Put each of the records below into a numbered list, one per line, and leave out any blank lines.

== RAW DATA

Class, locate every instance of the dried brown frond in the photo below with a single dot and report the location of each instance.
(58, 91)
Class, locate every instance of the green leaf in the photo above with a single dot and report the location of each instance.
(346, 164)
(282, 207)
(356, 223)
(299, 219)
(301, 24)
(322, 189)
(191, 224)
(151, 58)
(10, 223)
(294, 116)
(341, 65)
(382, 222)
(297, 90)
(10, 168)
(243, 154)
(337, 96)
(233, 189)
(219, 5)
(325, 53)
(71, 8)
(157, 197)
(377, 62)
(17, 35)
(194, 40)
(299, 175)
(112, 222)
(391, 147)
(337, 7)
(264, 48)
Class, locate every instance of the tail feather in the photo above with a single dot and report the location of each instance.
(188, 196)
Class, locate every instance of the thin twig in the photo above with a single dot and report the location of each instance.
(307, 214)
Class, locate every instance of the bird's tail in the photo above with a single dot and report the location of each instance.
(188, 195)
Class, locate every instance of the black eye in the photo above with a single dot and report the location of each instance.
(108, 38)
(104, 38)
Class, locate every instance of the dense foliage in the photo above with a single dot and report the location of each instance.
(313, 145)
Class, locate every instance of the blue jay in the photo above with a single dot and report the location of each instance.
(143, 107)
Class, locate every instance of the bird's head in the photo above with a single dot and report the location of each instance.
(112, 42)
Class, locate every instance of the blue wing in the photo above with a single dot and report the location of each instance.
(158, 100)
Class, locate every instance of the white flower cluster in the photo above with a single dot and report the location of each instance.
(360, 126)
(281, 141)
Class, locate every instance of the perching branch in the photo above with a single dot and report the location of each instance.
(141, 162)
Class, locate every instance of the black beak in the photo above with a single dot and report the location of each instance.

====

TASK RESPONSE.
1. Class, locate every instance of the dried brown frond in the photo below with a single dot and report the location of each instance.
2. (58, 91)
3. Class, locate every instance of the green leaf in the photo above with a single dot and report the location of each instance.
4. (346, 164)
5. (282, 207)
6. (356, 223)
7. (299, 219)
8. (301, 24)
9. (322, 189)
10. (191, 224)
11. (151, 58)
12. (10, 223)
13. (294, 116)
14. (341, 65)
15. (382, 222)
16. (297, 90)
17. (10, 168)
18. (243, 154)
19. (337, 96)
20. (233, 189)
21. (219, 5)
22. (325, 53)
23. (71, 8)
24. (157, 197)
25. (377, 62)
26. (17, 35)
27. (194, 40)
28. (299, 175)
29. (112, 222)
30. (391, 147)
31. (337, 7)
32. (264, 48)
33. Class, locate every instance of the tail feather in the photo above with a single dot and report the location of each instance.
34. (188, 196)
35. Class, locate every instance of the thin twig in the photo above with a single dot and report the location of each instance.
36. (307, 214)
37. Class, locate every instance of the bird's tail in the photo above with a single dot and report the location of each instance.
38. (188, 195)
39. Class, locate every instance of the black eye in the photo above with a single dot and report the location of each instance.
40. (108, 38)
41. (104, 38)
42. Class, locate every instance of the dense foliage in the photo above with a single dot and report the location of each instance.
43. (313, 145)
44. Class, locate every instance of the blue jay in the photo above with a single dot and report the location of each instance.
45. (143, 107)
46. Class, locate every instance of the bird's head in the photo above with a single dot and report the location of each instance.
47. (112, 42)
48. Class, locate every instance of the blue wing in the photo above with a single dot and report the location of each instance.
49. (158, 100)
50. Class, locate every instance of the white flower cluster in the photo above with a single dot and report the location of each instance.
51. (360, 126)
52. (281, 141)
53. Class, locate every instance of the perching branch in the photo above with a single dot and report the location of each instance.
54. (141, 162)
55. Class, locate every instance of the black beak in the photo above with a single dot and report the location of each instance.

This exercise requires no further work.